Tasks to perform:
- A) Print the part of the essay on photographing rituals that opens with the words containing "The photographic landscape" and closes with "American swinger's culture.", word for word.
- B) Using the essay on photographing rituals, decide whether each statement agrees with it. Answer yes or no for each, quoting the words that decide it. (i) Luca Zanier is a Swiss photographer. (ii) Julie Glassberg photographs American outlaw bicycle clubs in color. (iii) Naomi Harris is an American photographer.
- C) Pick up the essay on photographing rituals after its final sentence and continue writing it.

Since the inception of the medium, photographers have trained their lenses on the wide-ranging rituals and practices they found in right in front of them or elsewhere in the vast uncharted parts of the globe.
The National Geographic Society, though an organization dedicated to broad-based exploration and learning, has always used photography as one of its primary methods of information gathering. Seeing is important to understanding. Alongside the discovery of the richness of the natural world came a fascination with the cultures that developed in tandem with it and the customs, rituals, and behaviors that defined those groups of people.
Another early example of this obsession was the intense coverage of the Civil War, as evidenced by the current exhibition at the Metropolitan Museum of Art. Much of the work from this era focuses on the pomp and circumstance of soldiers, the codification of their military structures, their hierarchies, and point-blank appearance.
The photographic landscape of today is unfathomably more complicated and varied, but many of our ritualistic markers remain the same. For many years, Martin Parr has gifted us with humorous and incisive observations regarding the cultural touchstones of British experience. Swiss photographer Luca Zanier presents chilling views into the physical spaces in which hard decisions are made within Corridors of Power. Julie Glassberg documents the rites and trappings of American outlaw bicycle clubs in raw, gritty, black and white. And, while there could be an entire subcategory of photography devoted to the poignant rituals of various sexual subcultures of sexual deviancy, perhaps none is more compelling than Canadian photographer Naomi Harris' depiction of American swinger's culture.
In order to cut through the endless amounts of photographic documentation covering everything from females in the Israeli military (Rachel Papo), to rodeo cowboys (Lance Rosenfield) and competitive dog shows (Landon Nordeman), it seems important to ask: What is ritual?

Saved entries:
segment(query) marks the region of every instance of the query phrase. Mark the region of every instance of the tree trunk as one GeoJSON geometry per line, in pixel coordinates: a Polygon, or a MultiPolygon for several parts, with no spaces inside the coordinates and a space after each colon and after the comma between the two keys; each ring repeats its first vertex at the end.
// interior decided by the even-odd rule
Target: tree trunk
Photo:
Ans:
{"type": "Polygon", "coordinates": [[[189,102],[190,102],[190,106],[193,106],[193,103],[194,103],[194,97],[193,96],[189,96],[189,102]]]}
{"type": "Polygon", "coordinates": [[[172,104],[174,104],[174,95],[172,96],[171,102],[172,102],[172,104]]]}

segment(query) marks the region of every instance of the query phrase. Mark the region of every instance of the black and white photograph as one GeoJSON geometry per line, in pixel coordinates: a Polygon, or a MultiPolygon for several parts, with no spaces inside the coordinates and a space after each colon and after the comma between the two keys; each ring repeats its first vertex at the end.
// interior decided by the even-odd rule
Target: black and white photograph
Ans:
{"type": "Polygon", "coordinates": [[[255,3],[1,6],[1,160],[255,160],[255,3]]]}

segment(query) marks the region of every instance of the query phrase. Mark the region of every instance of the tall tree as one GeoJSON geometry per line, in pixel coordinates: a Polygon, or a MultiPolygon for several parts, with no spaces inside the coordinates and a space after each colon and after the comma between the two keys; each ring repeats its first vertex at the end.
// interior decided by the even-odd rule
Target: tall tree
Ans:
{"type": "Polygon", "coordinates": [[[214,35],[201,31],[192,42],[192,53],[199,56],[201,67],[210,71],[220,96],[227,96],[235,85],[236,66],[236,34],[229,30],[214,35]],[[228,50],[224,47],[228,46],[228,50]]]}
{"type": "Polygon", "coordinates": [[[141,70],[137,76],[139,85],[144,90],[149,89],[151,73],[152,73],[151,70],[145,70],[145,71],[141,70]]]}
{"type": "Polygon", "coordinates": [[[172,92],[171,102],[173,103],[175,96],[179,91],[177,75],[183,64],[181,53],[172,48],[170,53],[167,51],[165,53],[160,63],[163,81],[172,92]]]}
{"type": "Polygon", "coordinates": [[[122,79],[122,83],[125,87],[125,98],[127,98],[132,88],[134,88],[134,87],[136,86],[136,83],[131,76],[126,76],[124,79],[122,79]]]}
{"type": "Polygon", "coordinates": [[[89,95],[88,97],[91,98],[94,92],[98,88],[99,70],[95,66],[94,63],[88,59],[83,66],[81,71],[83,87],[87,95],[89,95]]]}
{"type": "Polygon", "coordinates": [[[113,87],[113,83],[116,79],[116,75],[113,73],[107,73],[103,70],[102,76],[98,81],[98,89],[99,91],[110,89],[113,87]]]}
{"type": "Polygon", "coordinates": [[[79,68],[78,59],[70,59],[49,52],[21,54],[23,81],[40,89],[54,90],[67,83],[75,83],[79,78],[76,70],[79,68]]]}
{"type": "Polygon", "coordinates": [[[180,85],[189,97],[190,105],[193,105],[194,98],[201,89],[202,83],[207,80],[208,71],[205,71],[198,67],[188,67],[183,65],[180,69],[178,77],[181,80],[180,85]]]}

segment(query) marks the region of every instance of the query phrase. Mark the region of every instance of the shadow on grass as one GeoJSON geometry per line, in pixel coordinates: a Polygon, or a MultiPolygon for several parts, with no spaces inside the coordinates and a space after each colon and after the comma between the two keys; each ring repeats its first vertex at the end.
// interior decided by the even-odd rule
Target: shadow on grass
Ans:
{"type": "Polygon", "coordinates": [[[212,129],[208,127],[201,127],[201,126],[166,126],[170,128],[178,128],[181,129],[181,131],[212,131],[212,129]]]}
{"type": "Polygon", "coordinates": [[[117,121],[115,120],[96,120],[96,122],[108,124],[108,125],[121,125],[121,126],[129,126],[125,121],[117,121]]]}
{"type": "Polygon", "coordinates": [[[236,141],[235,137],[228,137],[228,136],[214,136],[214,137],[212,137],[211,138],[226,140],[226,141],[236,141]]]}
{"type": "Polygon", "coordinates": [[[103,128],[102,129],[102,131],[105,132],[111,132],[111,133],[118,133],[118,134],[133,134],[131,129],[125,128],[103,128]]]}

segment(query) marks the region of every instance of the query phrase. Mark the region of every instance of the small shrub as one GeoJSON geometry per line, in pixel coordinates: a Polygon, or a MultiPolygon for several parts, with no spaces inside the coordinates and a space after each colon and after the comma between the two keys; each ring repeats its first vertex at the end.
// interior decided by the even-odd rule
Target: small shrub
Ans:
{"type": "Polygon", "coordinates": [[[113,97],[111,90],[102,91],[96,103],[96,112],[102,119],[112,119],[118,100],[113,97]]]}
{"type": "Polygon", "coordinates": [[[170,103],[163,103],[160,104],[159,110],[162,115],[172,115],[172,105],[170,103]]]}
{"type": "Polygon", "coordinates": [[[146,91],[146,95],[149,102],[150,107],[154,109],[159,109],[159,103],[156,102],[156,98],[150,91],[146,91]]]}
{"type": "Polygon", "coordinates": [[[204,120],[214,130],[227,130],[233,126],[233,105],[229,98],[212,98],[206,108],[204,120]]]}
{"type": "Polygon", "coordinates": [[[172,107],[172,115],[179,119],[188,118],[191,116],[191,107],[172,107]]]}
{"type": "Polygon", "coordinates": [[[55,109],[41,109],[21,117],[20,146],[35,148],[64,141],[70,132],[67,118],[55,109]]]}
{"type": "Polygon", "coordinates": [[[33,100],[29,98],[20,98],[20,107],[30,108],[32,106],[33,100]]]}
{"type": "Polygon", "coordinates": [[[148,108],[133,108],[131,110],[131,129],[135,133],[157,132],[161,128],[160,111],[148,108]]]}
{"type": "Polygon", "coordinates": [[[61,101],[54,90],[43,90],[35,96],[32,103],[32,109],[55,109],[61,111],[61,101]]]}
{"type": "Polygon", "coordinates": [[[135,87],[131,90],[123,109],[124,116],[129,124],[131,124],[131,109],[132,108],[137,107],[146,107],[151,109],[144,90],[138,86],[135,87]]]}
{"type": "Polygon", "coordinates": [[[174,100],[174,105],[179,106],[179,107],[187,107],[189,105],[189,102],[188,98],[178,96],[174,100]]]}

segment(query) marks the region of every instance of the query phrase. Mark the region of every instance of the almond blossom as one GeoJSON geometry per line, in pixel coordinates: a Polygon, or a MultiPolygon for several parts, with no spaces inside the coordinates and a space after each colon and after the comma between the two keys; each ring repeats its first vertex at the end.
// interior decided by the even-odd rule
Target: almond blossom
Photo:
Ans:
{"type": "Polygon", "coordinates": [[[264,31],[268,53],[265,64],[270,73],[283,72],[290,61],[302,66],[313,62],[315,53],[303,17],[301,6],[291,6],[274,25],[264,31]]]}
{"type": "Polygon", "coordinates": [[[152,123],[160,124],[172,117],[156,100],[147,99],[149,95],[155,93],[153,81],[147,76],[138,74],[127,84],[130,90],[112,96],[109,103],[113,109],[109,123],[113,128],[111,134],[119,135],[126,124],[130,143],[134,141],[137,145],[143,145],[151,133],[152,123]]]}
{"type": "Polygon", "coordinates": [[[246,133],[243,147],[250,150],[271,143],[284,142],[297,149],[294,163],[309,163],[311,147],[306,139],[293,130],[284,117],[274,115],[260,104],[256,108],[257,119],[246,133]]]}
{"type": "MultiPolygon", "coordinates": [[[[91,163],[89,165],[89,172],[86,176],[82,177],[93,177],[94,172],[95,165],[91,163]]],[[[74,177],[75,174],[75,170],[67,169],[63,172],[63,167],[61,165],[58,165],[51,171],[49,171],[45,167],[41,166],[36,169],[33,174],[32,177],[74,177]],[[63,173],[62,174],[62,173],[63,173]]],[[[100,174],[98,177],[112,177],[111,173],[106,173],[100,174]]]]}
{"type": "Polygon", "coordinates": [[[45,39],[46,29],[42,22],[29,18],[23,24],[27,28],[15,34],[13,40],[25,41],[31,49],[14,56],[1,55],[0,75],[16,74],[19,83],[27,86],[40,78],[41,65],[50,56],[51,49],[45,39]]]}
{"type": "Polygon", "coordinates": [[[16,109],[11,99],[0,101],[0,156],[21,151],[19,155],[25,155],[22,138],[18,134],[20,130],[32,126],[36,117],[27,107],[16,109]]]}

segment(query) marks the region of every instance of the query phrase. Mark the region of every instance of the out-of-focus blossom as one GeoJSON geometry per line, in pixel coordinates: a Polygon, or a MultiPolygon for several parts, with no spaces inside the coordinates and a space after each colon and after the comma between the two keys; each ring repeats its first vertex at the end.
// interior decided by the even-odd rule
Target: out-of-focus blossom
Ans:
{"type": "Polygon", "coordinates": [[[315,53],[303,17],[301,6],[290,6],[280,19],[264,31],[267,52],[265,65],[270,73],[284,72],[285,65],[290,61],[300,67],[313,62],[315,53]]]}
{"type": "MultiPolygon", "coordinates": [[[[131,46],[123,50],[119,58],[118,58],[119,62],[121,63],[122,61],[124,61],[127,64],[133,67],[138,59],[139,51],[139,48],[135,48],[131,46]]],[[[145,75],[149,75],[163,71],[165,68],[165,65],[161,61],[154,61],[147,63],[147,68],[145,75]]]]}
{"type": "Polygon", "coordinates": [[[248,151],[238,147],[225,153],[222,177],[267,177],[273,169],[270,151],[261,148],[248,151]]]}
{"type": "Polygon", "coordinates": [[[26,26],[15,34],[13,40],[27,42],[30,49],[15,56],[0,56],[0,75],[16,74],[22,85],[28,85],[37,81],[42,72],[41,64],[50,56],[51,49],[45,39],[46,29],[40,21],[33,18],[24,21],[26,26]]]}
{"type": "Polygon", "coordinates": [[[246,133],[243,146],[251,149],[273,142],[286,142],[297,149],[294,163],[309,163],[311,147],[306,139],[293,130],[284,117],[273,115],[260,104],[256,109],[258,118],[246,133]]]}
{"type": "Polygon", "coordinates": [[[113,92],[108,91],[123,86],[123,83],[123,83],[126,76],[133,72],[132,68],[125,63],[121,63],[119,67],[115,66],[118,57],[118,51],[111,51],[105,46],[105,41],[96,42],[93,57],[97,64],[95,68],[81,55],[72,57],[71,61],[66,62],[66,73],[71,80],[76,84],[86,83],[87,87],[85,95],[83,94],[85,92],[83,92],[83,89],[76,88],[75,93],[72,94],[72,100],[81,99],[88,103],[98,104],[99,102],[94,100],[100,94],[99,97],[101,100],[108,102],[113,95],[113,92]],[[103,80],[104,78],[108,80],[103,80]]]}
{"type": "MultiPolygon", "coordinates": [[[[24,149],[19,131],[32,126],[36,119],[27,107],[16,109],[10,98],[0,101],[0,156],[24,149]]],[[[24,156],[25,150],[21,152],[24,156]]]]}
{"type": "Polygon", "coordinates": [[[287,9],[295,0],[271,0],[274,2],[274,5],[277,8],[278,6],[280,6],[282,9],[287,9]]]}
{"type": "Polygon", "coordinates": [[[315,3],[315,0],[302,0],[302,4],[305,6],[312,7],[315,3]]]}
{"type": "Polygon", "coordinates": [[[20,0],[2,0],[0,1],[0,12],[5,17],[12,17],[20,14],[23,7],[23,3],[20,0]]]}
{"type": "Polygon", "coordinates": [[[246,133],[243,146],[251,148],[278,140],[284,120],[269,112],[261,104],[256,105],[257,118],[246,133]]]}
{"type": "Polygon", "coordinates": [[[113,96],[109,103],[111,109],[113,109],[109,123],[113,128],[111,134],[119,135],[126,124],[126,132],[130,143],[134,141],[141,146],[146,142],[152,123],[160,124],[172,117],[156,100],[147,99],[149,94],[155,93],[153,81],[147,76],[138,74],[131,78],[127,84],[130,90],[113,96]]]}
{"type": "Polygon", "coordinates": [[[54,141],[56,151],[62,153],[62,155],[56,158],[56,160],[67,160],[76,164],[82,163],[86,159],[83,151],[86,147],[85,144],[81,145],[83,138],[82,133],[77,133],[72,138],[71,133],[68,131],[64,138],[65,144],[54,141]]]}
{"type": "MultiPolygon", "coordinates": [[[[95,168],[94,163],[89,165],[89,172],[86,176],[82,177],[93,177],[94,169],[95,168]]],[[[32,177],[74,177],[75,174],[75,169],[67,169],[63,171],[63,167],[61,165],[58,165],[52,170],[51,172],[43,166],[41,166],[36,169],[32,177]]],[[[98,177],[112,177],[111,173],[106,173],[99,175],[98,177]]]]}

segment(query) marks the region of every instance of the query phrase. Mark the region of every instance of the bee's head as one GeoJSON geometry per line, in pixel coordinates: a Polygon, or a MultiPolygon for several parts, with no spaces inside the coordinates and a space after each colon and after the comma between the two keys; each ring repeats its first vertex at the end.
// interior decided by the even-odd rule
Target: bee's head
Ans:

Answers to the tasks:
- A)
The photographic landscape of today is unfathomably more complicated and varied, but many of our ritualistic markers remain the same. For many years, Martin Parr has gifted us with humorous and incisive observations regarding the cultural touchstones of British experience. Swiss photographer Luca Zanier presents chilling views into the physical spaces in which hard decisions are made within Corridors of Power. Julie Glassberg documents the rites and trappings of American outlaw bicycle clubs in raw, gritty, black and white. And, while there could be an entire subcategory of photography devoted to the poignant rituals of various sexual subcultures of sexual deviancy, perhaps none is more compelling than Canadian photographer Naomi Harris' depiction of American swinger's culture.

- B)
(i) Yes: "Swiss photographer Luca Zanier"
(ii) No: "in raw, gritty, black and white"
(iii) No: "Canadian photographer Naomi Harris"

- C)
Ritual, as exemplified by photography, is a series of acts, behaviors, markings, or traditions that serve to codify and define a specific community. With repetition comes affirmation.
Rather than highlighting the eccentricities of a particular community, it seems more salient to present a work that speaks to the photographic process itself as the agent of ritual. From snapping "selfies" on a smart phone while getting drinks with friends, to the various phases of photography at a wedding, photography has become the ritual, often stripping the ritualistic act of any meaning and serving as its replacement. Photography is a ritual that authenticates our experience of reality. While photography was once the mechanism for documenting the rich, perplexing, and exhilarating world of rituals that surround us, today, the act of making photographs has become a ritual itself.
Lee Gainer, a Washington, DC, area artist, perhaps illuminates the quest for self-understanding, belonging, and identity through photographic ritual best with her piece, Group Therapy. In Lee's words:
"We have a tendency to seek out others with similar interests and ideas. Within these found groups, we can discover a place to belong, to be ourselves. When these ideas or interests require a certain uniform, whether for safety reasons or a consistent visual appearance, it serves to underscore our sense of belonging and our perceived acceptance within the group."